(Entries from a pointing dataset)
╔══

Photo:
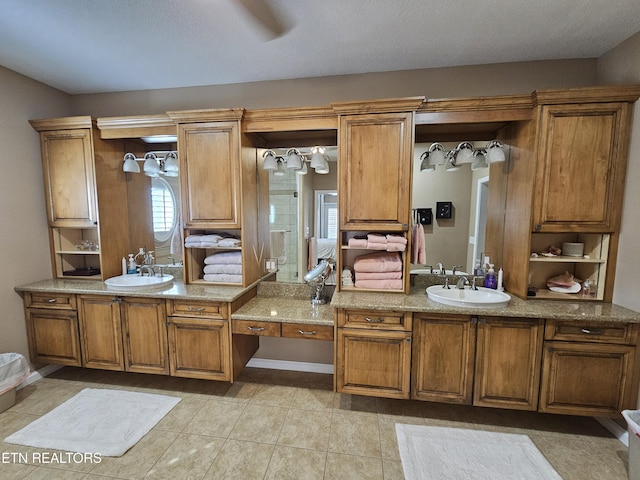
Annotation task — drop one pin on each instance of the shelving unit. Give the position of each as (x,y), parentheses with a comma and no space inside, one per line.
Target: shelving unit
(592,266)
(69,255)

╚══
╔══

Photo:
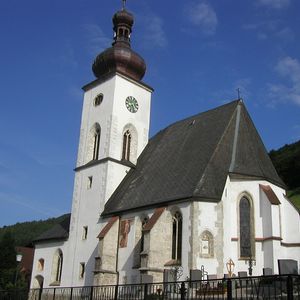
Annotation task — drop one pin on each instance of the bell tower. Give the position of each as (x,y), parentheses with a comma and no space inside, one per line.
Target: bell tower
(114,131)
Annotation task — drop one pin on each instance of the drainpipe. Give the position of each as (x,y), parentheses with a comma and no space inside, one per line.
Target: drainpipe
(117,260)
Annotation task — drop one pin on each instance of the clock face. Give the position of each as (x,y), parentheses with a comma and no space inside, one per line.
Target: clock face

╚══

== Direction ==
Format the lines as a Markdown table with the columns "Line" and "Content", numbering each line and leaving out blank ones. Begin at the line that contains "of the clock" and stop after the line that contains "Target: clock face".

== Correct response ==
| Line | Content |
|---|---|
| 1 | Annotation task — drop one pin on each instance of the clock face. Give the position of each as (x,y), parentheses with a comma and no space inside, one per line. |
| 2 | Target: clock face |